Write out the material below with "coarse mask" in place of "rough mask" and everything else unchanged, leaving out the pictures.

(Source data Opens)

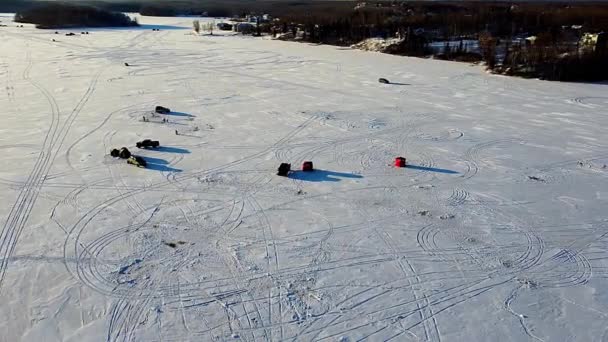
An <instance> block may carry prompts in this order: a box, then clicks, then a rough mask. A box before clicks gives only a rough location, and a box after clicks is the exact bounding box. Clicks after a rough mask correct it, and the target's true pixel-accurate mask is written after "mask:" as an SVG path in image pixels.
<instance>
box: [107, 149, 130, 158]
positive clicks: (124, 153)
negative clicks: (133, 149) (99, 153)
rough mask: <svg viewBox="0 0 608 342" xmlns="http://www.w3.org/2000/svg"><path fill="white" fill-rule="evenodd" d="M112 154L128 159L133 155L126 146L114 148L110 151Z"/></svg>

(Source data Closes)

(Exercise answer)
An <instance> block may carry prompts in this order: a box, then clicks, then a coarse mask. A box before clicks gives only a rough location, and a box after clicks is the exact bounding box. Clicks after a coarse mask correct it, and the target's true pixel-accurate mask is written after "mask:" as an SVG path in image pixels.
<instance>
box: [107, 149, 130, 158]
positive clicks: (124, 153)
negative clicks: (133, 149) (99, 153)
coarse mask: <svg viewBox="0 0 608 342" xmlns="http://www.w3.org/2000/svg"><path fill="white" fill-rule="evenodd" d="M112 154L128 159L133 155L126 146L114 148L110 151Z"/></svg>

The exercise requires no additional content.